TASK DESCRIPTION: Which lines of the data contain the string "background"? Copy every one.

DATA FOR THIS EXERCISE:
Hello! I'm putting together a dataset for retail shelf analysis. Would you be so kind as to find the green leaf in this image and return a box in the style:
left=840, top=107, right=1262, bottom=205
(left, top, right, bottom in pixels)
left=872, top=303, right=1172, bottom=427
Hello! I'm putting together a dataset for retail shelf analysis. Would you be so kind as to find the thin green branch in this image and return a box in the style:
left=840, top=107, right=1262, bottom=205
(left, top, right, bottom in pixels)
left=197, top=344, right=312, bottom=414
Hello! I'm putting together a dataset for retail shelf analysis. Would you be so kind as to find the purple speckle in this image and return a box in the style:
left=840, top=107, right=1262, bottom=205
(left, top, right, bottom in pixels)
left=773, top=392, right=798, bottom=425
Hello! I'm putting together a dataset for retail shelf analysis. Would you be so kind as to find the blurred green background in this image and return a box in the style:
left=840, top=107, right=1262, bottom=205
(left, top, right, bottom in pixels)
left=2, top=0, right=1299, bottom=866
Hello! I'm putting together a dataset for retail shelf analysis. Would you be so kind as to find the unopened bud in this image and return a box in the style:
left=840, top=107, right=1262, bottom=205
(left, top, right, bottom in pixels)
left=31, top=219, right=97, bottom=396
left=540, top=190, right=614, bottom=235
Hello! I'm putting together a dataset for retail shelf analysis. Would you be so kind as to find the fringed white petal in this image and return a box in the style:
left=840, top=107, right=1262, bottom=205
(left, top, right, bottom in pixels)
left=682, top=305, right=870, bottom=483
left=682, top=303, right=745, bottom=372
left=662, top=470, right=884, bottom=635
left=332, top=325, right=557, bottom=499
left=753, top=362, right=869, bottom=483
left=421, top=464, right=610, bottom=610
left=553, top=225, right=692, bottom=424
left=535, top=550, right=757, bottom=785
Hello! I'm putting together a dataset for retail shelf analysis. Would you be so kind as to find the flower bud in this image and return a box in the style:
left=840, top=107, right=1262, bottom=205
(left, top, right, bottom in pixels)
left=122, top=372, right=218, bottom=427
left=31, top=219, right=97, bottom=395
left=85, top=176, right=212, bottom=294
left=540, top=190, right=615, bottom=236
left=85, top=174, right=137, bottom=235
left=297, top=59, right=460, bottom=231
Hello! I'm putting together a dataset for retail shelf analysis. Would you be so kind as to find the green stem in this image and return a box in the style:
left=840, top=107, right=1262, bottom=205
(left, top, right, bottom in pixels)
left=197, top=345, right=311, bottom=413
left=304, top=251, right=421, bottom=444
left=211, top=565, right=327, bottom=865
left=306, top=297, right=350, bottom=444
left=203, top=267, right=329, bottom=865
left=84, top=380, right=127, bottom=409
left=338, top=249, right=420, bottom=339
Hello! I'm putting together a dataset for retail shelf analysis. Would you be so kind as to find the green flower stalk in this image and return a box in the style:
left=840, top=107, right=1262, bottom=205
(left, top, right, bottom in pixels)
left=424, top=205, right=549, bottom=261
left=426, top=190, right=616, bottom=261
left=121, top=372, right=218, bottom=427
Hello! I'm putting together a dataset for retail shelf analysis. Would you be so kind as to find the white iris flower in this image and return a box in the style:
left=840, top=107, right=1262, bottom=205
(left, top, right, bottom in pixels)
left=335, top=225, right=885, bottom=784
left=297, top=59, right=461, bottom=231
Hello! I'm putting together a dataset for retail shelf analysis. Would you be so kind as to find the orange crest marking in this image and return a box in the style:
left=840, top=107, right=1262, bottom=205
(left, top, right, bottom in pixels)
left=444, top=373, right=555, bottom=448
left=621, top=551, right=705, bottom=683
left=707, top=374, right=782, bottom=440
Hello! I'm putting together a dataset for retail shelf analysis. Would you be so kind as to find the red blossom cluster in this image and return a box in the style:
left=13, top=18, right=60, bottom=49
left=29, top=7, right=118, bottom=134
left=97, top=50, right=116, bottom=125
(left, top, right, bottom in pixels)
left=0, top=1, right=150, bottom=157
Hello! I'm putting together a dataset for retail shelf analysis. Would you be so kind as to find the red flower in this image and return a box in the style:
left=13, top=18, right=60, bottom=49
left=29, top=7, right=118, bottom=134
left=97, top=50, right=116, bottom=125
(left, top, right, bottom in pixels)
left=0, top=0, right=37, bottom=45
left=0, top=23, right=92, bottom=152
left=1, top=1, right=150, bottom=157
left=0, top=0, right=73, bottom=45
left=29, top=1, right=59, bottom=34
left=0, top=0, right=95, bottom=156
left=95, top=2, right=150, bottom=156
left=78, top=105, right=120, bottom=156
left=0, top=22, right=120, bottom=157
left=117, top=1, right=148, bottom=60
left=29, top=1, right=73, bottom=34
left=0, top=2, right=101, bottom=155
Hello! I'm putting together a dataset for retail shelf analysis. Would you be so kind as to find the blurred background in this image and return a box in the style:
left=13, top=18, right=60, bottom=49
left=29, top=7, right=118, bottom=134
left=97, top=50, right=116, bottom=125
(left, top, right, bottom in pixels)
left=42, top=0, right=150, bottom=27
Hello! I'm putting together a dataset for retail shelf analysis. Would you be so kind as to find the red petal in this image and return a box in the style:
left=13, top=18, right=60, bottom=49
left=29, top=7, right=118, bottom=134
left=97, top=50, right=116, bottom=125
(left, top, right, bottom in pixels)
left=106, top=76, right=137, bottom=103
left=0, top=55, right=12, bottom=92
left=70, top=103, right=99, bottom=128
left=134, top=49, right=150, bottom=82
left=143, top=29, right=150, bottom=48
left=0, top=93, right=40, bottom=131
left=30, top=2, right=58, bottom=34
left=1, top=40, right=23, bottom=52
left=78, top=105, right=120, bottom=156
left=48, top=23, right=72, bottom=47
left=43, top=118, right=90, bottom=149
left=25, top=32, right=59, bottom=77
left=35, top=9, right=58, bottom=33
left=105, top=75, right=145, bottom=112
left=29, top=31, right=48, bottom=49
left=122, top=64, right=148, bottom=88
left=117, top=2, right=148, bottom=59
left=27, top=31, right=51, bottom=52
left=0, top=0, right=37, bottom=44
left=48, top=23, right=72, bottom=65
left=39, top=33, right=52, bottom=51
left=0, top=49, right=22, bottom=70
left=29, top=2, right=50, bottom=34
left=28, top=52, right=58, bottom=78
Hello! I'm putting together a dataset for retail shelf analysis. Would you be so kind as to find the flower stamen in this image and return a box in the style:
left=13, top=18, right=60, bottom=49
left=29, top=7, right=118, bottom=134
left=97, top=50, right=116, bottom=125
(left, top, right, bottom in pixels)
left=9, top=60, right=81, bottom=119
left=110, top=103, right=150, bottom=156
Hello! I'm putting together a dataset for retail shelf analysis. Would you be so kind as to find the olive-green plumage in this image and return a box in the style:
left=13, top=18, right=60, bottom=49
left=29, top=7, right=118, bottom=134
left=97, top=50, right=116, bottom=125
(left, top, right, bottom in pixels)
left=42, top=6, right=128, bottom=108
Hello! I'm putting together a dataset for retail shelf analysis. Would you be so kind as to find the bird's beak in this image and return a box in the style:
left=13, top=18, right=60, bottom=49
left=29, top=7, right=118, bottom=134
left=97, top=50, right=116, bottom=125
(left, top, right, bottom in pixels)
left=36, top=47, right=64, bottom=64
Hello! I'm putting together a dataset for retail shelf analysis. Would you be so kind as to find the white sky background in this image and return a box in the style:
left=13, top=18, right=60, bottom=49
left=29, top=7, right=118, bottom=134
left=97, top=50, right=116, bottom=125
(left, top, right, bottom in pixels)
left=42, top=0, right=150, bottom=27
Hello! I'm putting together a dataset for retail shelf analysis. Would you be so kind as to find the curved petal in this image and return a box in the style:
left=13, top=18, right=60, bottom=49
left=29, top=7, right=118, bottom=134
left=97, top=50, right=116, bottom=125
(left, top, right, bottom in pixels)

TASK RESULT:
Hello! I'm putting together a dataset for retail shelf analysis. Would you be so kind as to find the blurred green background in this image and return a box in the style:
Hello! I'm putting together a dataset for retail shelf analysis. Would you be so kind as to find the blurred background in this image and return a box in the style:
Hello! I'm putting together a dataset for retail shelf analysis. Would you be so kind as to find the white sky background in this image and return a box in the style:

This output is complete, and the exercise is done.